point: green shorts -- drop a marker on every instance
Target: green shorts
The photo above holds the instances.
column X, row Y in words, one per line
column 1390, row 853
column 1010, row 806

- - -

### What to work on
The records above are to be duplicated exactly, every one of them.

### Written response
point: green shorts -- drop a marker on every instance
Target: green shorts
The photo above holds the instances.
column X, row Y in words, one per line
column 1390, row 853
column 1010, row 806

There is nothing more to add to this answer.